───── TEXTO FORNECIDO

Por Giuliana Capello

Os sistemas agroflorestais mostram que não precisamos escolher entre florestas e agricultura, podemos produzir alimentos cuidando do planeta. Houve um tempo em que se dizia que, para recuperar um pasto degradado ou um solo empobrecido pelo uso intensivo de agrotóxicos, bastava deixá-lo quieto por alguns anos. A natureza, sem qualquer intervenção humana, cuidaria da regeneração daquela área.

No seu ritmo, no seu tempo. É bem verdade – e muito lindo de perceber – que a vida brota da terra. Que muitos animais são polinizadores e que há uma rede natural de cooperação biológica formidável para que o equilíbrio se restabeleça sempre.

Mas o problema é que a humanidade chegou em um ponto tão brutal de interferências maléficas nos mais diversos ecossistemas que minimizar impactos não é mais suficiente. É preciso correr no tempo (mas não contra o tempo). E dar uma mãozinha ou muitas a este que talvez seja o trabalho mais importante do presente e do futuro da humanidade. Regenerar a vida no planeta.

O cultivo agroflorestal usa muito o conceito de plantas companheiras.

O cultivo agroflorestal usa muito o conceito de plantas companheiras. Foto: Pixabay

Pois é aí que entram as agroflorestas ou sistemas agroflorestais (SAFs). Elas têm potencial para serem grandes aliadas nessa tarefa. O conceito ganhou repercussão no Brasil a partir do trabalho do agricultor e pesquisador suíço Ernst Götsch.

Em mais de 40 anos de experiência no país, ele desenvolveu um conjunto de técnicas capazes de reintegrar a produção agrícola com a regeneração da paisagem, especialmente a florestal. Ensinou a cultivar comida sob a copa de grandes árvores perenes, igualmente inseridas por mãos humanas.

──────────
───── DADOS FORNECIDOS

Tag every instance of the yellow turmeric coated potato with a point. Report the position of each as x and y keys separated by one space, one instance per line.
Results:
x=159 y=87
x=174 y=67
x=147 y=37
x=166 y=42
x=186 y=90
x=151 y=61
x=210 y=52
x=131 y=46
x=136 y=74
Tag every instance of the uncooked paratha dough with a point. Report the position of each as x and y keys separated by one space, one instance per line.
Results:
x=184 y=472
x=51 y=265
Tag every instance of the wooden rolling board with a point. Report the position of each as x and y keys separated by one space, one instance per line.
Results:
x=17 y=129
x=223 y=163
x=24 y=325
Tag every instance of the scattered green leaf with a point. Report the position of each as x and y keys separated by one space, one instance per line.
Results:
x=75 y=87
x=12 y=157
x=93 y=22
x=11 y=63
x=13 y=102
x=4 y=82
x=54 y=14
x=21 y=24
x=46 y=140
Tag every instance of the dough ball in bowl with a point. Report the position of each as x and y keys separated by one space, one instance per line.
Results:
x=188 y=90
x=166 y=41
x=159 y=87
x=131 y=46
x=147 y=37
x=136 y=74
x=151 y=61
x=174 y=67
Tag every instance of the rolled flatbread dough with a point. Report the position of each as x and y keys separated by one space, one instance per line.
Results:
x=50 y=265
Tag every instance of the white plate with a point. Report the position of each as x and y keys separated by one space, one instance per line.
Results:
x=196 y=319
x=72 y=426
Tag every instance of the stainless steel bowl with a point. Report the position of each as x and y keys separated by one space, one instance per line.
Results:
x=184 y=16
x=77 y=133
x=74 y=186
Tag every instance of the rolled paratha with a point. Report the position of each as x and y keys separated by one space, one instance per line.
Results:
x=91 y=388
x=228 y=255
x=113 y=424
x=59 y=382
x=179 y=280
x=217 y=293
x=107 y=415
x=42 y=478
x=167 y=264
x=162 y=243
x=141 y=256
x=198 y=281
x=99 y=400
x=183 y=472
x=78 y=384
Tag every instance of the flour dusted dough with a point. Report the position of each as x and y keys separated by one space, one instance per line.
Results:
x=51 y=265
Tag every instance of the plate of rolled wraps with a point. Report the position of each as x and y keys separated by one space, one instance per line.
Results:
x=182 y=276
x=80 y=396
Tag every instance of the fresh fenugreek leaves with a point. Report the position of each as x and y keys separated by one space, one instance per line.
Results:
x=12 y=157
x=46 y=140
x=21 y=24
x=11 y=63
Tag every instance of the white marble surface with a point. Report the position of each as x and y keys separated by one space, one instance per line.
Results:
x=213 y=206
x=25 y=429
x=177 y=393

──────────

§ COMPLETE O SEGUINTE
- A) Troque "humanidade" por "sociedade" e reescreva o trecho do texto sobre agroflorestas que começa nas palavras "Mas o problema" e termina depois de "suíço Ernst Götsch.".
- B) Explique em uma a três frases por que, segundo o texto sobre agroflorestas, minimizar impactos já não é suficiente.

§ RESPOSTAS DAS TAREFAS
- A)
Mas o problema é que a sociedade chegou em um ponto tão brutal de interferências maléficas nos mais diversos ecossistemas que minimizar impactos não é mais suficiente. É preciso correr no tempo (mas não contra o tempo). E dar uma mãozinha ou muitas a este que talvez seja o trabalho mais importante do presente e do futuro da sociedade. Regenerar a vida no planeta.

O cultivo agroflorestal usa muito o conceito de plantas companheiras.

O cultivo agroflorestal usa muito o conceito de plantas companheiras. Foto: Pixabay

Pois é aí que entram as agroflorestas ou sistemas agroflorestais (SAFs). Elas têm potencial para serem grandes aliadas nessa tarefa. O conceito ganhou repercussão no Brasil a partir do trabalho do agricultor e pesquisador suíço Ernst Götsch.

- B) A humanidade chegou a um ponto tão brutal de interferências maléficas nos mais diversos ecossistemas que apenas minimizar impactos deixou de bastar. Por isso, é preciso ajudar ativamente na regeneração da vida no planeta.